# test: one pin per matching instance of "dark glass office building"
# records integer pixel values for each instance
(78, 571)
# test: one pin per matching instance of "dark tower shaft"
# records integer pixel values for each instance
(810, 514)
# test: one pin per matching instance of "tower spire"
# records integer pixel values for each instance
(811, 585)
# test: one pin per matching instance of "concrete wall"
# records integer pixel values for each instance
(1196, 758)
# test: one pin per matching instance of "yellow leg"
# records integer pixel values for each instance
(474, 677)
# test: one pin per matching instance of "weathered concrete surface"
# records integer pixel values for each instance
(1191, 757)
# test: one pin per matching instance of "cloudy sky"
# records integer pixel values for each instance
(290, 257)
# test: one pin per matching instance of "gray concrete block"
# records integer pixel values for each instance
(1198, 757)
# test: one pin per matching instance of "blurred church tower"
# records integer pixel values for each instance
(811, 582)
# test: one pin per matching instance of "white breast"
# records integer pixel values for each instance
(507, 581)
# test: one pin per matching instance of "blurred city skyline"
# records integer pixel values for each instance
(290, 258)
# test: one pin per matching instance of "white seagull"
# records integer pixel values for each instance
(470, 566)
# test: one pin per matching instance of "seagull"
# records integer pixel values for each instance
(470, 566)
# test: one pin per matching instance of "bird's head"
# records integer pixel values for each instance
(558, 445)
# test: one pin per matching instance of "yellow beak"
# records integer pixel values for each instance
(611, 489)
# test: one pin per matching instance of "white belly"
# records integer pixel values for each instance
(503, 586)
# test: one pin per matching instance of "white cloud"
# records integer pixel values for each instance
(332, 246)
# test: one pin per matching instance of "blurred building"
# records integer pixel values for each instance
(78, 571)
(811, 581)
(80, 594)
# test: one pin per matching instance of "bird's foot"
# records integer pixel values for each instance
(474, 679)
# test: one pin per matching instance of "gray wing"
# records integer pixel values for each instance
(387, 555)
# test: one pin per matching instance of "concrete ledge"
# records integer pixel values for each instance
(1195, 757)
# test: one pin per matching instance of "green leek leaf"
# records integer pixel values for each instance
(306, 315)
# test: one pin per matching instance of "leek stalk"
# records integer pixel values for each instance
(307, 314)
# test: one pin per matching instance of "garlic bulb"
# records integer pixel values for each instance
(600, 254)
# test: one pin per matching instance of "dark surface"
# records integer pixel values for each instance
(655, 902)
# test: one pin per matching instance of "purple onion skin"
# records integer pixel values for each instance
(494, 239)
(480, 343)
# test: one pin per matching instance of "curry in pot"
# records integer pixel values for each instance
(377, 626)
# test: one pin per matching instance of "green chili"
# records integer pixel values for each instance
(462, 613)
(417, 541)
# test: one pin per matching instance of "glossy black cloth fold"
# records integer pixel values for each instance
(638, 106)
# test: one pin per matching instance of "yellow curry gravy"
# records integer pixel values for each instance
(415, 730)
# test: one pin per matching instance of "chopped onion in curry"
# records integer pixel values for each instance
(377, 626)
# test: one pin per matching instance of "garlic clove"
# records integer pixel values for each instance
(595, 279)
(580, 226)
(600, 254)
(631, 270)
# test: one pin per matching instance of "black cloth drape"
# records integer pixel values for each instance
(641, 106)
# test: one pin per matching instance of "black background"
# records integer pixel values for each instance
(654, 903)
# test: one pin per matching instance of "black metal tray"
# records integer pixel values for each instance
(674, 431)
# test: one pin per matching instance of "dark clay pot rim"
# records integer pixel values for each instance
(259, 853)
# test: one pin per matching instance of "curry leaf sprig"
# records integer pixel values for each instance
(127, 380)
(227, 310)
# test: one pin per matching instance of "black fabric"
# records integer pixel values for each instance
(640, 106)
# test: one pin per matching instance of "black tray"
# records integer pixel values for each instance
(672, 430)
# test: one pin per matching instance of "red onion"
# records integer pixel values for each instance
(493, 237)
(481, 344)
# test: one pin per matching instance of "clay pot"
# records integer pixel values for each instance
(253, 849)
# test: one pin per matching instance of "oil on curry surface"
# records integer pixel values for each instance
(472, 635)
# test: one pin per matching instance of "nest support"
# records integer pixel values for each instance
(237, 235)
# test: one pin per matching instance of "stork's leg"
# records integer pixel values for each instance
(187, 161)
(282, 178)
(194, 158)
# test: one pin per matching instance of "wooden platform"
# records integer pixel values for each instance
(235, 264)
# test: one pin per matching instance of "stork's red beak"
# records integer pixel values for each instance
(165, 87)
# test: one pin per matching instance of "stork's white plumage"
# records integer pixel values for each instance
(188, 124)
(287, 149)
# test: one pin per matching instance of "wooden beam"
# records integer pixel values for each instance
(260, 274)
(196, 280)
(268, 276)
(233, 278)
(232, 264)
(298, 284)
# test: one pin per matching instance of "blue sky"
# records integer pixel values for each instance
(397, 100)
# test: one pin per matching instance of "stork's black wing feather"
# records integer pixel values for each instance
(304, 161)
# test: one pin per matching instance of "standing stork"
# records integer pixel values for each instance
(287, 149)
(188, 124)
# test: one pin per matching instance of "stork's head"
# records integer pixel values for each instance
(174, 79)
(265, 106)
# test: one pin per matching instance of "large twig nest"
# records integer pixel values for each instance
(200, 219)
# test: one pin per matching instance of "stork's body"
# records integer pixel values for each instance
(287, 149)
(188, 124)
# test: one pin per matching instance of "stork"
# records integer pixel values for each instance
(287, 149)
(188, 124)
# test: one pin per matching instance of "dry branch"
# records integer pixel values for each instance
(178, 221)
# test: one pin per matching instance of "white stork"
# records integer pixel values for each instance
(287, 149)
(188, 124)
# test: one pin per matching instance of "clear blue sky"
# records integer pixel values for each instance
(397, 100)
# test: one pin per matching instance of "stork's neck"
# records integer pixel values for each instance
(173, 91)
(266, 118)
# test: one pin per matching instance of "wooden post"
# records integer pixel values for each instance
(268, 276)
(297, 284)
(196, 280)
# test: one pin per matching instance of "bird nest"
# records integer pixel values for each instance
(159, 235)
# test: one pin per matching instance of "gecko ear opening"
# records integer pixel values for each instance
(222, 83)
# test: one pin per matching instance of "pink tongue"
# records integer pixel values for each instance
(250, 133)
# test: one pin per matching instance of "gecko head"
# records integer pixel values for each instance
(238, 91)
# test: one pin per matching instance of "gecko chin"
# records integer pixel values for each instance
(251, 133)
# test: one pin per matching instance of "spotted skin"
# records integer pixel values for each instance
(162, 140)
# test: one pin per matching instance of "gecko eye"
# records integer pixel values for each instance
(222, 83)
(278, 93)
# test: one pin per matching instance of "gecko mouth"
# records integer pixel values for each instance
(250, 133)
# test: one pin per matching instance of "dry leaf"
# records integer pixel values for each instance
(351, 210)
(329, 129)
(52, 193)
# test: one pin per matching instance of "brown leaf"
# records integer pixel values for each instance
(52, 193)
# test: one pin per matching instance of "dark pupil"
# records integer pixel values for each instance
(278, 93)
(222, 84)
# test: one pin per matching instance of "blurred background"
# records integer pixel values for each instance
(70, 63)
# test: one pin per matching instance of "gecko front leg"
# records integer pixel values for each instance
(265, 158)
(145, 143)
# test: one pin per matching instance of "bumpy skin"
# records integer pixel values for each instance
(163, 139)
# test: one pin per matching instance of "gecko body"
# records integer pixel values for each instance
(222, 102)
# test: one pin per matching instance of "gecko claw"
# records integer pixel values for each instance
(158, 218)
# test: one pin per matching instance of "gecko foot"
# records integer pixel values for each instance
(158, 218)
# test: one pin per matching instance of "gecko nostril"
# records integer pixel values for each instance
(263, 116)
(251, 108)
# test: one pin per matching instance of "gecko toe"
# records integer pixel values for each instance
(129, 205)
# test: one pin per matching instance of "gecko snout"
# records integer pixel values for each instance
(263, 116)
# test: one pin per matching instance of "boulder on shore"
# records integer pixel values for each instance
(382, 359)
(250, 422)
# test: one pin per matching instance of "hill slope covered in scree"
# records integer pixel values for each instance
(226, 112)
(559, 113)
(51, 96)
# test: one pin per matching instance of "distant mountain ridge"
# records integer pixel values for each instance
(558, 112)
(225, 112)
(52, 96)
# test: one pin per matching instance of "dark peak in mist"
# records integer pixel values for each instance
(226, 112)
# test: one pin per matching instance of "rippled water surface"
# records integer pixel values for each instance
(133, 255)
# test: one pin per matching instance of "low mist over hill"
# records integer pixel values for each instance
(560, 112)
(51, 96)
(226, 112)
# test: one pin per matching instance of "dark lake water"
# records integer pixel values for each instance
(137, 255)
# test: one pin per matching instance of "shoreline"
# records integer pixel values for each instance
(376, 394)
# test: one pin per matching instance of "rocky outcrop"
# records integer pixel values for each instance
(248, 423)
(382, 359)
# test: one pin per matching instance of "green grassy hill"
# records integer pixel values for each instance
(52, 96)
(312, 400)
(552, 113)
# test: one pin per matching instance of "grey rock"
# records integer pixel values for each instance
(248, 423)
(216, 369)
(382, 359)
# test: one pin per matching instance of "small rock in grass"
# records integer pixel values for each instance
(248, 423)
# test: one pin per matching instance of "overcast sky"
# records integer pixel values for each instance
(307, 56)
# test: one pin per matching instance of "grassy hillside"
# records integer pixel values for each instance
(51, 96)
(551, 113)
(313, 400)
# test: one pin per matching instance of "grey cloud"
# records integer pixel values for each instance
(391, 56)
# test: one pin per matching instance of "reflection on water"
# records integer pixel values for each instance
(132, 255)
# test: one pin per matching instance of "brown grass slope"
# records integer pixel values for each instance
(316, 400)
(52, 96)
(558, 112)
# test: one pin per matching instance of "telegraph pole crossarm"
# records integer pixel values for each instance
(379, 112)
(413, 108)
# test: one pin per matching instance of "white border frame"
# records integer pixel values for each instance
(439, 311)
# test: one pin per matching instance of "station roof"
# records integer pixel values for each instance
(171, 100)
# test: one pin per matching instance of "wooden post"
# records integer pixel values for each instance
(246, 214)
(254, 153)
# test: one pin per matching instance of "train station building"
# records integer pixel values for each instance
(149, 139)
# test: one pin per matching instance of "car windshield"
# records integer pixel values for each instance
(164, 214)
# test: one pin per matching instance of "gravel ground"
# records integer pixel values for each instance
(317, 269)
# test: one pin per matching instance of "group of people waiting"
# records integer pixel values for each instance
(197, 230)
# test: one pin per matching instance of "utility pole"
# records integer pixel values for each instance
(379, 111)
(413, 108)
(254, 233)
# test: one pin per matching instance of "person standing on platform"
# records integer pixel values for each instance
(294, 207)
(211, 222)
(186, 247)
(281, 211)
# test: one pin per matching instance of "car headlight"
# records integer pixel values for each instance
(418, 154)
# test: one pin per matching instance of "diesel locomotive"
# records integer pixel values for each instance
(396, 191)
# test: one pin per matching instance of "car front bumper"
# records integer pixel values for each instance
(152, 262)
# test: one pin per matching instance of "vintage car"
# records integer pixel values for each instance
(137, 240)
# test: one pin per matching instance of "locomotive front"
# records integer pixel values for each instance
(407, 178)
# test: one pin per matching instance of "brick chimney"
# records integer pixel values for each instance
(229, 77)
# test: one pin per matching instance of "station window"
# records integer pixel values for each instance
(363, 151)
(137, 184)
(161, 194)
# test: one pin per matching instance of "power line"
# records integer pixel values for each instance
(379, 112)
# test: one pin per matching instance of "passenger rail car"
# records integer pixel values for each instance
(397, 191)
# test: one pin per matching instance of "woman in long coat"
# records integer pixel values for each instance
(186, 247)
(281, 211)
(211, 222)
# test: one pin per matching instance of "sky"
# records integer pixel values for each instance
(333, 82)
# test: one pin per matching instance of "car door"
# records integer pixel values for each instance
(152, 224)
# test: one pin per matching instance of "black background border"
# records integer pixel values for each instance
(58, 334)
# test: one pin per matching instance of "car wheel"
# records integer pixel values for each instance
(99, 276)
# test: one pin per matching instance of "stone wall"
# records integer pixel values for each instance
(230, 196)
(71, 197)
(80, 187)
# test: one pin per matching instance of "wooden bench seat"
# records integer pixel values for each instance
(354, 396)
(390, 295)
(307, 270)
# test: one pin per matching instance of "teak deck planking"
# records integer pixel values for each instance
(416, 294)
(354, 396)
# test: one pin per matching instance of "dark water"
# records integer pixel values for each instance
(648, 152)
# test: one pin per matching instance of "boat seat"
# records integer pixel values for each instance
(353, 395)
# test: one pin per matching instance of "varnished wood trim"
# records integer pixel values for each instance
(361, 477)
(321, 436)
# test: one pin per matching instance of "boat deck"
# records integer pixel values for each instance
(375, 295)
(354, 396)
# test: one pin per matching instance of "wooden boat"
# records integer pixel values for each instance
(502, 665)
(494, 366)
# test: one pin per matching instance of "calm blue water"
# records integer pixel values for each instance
========================================================================
§ **THE REQUEST**
Collect every line in the items above that contains the word "front".

§ **COMPLETE ANSWER**
# test: one pin per matching instance of "gecko front leg"
# test: one pin per matching instance of "car front bumper"
# test: one pin per matching instance of "locomotive front"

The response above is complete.